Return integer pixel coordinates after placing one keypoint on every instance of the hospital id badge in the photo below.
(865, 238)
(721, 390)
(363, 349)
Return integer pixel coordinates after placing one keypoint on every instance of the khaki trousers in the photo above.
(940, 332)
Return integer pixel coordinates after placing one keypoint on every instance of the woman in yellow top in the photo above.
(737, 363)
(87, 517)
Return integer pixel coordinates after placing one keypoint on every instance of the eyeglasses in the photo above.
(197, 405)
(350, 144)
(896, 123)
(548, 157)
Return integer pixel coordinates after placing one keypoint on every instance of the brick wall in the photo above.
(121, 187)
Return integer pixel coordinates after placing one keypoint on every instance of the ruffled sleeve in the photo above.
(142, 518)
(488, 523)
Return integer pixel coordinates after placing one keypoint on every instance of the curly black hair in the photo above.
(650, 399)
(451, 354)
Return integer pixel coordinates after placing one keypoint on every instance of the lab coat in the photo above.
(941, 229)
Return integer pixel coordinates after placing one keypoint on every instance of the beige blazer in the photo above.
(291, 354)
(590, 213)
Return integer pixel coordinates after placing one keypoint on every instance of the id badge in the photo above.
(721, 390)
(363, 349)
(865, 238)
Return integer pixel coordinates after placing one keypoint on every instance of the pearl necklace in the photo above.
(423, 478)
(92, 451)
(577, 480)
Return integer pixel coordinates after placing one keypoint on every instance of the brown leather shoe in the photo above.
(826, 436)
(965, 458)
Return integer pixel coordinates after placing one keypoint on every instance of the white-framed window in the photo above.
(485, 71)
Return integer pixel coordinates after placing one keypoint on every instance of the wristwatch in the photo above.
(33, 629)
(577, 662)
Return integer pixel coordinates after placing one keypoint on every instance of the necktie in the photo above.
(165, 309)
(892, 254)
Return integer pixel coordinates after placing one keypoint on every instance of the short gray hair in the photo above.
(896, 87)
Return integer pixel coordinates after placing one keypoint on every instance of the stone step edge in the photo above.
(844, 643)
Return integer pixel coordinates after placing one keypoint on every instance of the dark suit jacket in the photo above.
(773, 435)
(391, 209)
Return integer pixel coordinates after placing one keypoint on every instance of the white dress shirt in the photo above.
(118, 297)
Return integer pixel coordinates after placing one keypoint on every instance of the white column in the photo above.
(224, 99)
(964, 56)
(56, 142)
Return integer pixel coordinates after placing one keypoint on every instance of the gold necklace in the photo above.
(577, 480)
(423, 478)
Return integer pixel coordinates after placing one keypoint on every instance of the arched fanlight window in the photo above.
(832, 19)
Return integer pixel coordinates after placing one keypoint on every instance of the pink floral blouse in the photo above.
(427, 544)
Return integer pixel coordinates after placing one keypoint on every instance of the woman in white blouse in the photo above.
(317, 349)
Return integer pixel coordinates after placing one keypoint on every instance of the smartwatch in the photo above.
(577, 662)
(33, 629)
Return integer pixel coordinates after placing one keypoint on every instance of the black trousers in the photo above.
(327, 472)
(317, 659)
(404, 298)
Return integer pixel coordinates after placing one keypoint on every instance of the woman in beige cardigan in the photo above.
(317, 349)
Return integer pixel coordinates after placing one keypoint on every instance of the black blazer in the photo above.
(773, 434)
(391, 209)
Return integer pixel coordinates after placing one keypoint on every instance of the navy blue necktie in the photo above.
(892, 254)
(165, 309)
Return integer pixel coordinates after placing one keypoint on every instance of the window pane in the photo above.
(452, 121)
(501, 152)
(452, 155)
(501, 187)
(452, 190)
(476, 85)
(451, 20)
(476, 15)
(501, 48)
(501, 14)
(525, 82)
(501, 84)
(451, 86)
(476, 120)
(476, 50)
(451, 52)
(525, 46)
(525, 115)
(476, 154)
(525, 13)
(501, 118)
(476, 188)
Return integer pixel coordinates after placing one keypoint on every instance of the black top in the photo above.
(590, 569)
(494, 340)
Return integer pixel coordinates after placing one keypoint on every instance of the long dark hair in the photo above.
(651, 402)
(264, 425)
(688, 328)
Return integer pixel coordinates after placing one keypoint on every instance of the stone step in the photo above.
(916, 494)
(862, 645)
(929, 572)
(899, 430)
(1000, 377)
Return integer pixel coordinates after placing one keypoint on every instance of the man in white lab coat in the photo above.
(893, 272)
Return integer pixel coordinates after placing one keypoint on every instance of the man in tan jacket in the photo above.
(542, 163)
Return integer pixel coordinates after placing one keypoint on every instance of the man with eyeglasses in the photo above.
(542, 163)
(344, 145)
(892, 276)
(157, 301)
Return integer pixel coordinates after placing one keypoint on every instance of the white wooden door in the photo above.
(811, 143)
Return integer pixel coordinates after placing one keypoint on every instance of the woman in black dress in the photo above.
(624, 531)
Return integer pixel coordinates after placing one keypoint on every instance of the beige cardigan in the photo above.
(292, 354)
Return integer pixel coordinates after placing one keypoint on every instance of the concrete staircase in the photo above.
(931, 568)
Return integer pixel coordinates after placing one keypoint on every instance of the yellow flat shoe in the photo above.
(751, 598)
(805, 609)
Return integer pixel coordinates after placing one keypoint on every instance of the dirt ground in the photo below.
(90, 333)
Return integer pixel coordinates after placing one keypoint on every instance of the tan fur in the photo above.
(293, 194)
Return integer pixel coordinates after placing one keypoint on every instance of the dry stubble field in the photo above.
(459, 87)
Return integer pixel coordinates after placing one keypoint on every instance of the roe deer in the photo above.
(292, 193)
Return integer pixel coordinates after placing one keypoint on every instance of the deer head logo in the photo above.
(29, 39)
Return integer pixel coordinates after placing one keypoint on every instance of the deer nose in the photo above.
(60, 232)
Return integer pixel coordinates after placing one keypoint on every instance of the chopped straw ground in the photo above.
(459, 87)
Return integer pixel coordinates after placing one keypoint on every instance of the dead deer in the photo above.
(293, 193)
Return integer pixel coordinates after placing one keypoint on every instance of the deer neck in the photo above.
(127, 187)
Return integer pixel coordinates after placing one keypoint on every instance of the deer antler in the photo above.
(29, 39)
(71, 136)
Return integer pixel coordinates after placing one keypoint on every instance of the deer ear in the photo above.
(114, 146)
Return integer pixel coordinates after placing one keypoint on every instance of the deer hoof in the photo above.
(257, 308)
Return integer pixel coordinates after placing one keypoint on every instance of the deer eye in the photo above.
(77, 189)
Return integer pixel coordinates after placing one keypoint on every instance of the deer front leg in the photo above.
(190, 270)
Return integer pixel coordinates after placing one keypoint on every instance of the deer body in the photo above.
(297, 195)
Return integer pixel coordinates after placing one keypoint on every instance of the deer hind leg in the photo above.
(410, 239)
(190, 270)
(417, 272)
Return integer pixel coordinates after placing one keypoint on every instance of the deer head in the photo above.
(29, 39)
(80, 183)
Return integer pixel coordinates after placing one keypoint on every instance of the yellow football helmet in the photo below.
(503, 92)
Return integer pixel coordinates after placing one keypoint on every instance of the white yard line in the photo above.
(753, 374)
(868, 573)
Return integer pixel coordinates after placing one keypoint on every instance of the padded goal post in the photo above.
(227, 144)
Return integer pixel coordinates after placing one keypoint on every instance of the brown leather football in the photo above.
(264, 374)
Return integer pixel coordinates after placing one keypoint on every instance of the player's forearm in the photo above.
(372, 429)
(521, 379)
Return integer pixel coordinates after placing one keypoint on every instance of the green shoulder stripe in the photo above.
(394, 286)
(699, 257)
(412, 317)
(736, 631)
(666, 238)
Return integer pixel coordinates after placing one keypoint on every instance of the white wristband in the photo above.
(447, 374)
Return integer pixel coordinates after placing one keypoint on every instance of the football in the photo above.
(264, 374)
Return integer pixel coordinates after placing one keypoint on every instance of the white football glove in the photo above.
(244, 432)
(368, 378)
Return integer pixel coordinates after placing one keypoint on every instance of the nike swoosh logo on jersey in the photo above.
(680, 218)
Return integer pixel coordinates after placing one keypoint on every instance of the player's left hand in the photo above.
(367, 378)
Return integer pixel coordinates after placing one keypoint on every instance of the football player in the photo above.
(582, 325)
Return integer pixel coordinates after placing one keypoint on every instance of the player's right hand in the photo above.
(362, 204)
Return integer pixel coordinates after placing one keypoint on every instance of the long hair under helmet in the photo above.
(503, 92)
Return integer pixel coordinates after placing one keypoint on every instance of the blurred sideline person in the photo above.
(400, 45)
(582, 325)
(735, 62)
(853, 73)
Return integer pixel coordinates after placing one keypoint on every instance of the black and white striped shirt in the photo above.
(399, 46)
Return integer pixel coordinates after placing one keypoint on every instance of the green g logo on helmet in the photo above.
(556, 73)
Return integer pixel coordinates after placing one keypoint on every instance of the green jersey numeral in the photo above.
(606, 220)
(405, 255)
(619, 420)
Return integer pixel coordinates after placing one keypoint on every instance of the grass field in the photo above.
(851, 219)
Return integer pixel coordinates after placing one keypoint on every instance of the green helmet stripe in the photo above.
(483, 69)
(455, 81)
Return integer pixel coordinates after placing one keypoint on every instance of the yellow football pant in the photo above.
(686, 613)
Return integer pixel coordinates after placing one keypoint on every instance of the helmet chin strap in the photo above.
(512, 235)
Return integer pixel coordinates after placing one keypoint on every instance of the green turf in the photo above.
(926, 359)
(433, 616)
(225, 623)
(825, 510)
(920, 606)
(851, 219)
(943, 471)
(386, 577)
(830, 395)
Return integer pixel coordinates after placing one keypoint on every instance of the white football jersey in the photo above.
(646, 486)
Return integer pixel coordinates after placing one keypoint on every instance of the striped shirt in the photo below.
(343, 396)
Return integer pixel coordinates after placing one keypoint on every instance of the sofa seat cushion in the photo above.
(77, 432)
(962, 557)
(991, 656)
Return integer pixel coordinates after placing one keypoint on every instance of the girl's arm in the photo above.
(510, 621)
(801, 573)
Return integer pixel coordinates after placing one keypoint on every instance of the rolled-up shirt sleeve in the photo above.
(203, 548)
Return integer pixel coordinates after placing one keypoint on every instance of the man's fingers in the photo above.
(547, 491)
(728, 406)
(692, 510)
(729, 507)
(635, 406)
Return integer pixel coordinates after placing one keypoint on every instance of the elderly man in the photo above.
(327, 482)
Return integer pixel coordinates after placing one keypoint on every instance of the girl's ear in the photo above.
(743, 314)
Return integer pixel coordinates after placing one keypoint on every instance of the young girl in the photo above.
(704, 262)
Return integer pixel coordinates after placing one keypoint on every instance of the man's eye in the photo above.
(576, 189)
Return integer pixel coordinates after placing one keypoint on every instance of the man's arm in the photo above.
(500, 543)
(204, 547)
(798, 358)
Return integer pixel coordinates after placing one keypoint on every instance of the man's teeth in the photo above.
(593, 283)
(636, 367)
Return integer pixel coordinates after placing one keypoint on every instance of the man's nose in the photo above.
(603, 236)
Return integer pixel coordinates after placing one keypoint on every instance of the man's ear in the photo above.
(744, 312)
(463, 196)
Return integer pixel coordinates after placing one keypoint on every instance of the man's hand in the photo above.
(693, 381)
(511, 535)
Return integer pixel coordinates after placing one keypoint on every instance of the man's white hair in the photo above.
========
- Exercise objective
Reproduce the data word for word from the line containing "man's hand in the photo above." through the end of the data, including both ends.

- Solution to the problem
Return integer pixel coordinates after placing one keypoint on every instance of the man's hand in the photo above.
(693, 381)
(511, 535)
Return integer pixel coordinates after placing one keypoint on every instance of the man's white hair in the photo above.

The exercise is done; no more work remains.